> **Given text**
○ ○ ○ ○ ○ ○ ○

Monday, March 21, 2011

The forces of nature

We engineers tame the forces of nature. We improve the human condition by our work. But we are human ourselves. Sometimes we fail.

All are chastened by the recent events in Japan. How was it possible for whole towns to be swept away before our very eyes? How could the model of a modern high-speed railway have disappeared with all its passengers? Or a cruise liner with its hundred tourists? What was a fishing boat doing, sailing across the fields and overtaking a doomed pantechnicon? How could a nuclear reactor have had its safety compromised, threatening to contaminate the region with radioactivity?

Japanese engineers have mastered earthquakes to a high degree. Tokyo emerged essentially unscathed from a tremor 8 000 times stronger than that which levelled Christchurch only a few weeks before. Yes, the high rise buildings rocked and rolled, but they did not collapse. The nuclear reactors went into a safe shutdown, just as they were supposed to. But power lines and many other services failed, so there is more work for the engineers to do, to make the infrastructure earthquake proof.

The real problem was the tsunami. We did not understand its possible magnitude. We had not realized that Aceh was merely a sneak preview. We had forgotten that, in 1883, Krakatoa caused waves 35m above normal sea level. In 1958, at Lituya Bay in Alaska, a wave reached 516m as a result of a landslide triggered by an earthquake of magnitude 8.3.

And you should not think that it is only around the Ring of Fire, the shores of the Pacific, that tsunamis strike. In 1751, an earthquake destroyed Lisbon, and the ruins caught alight. The citizens fled to the banks of the River Tagus to avoid the blaze. An estimated 20 000 died when the tsunami roared up the river.

Japan has already spent billions of dollars on anti-tsunami seawalls. They line at least 40 percent of its coastline and are up to 12 meters high. However, the March 11 tsunami washed over the top of many walls, and caused some to collapse.

○ ○ ○ ○ ○ ○ ○

> **Data section**

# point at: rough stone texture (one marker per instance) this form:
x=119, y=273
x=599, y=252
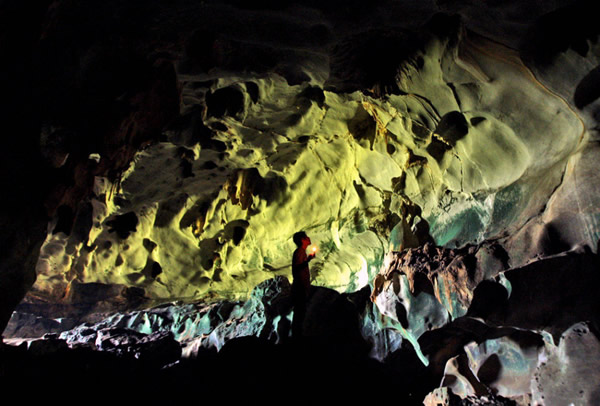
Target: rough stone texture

○ ○ ○ ○ ○ ○ ○

> **Jobs**
a - Which vehicles does the post on the forces of nature name in its second paragraph?
b - Can you carry on the post about the forces of nature, starting after its last sentence?

> **Final results**
a - A high-speed railway, a cruise liner, a fishing boat and a pantechnicon.

b -
Critically, it washed over the seawall at Fukushima Daiichi, a nuclear power plant. When the earthquake struck, the reactors were immediately shut down. The earthquake broke the power lines, but the emergency generators kicked in to keep the essential cooling water flowing. But 55 minutes after the earthquake, the tsunami arrived, flooded the generators for four of the six reactors, and stopped the cooling of those reactor cores. Two of the staff, who were presumably outside the reactor buildings at the time, have disappeared.

The seawalls held the tsunami at bay at the remaining two of the Fukushima Daiichi reactors, at the four Fukushima Daini reactors next door, and at the three Onagawa reactors further up the coast, even closer to the centre of the earthquake. All these reactors shut down safely, the emergency generators kept functioning, and they will almost certainly be started up again.

All four of the reactors that lost emergency cooling have suffered catastrophic damage. There has been some release of radioactivity into the surrounding environment. The release has been far less that at Chernobyl, which in turn was far less than the radioactivity spread around the globe by the atmospheric testing of nuclear weapons in the 1950’s and 1960’s.

The catastrophic damage was caused by explosions of gaseous hydrogen. Many metals react with water when they are very hot, and the reaction produces hydrogen. This caused a build-up of pressure in the reactors. The operators took the decision to reduce the pressure, by releasing the gas along with some radioactivity into the secondary containment building. The hydrogen-air mixture then exploded and destroyed the secondary containment.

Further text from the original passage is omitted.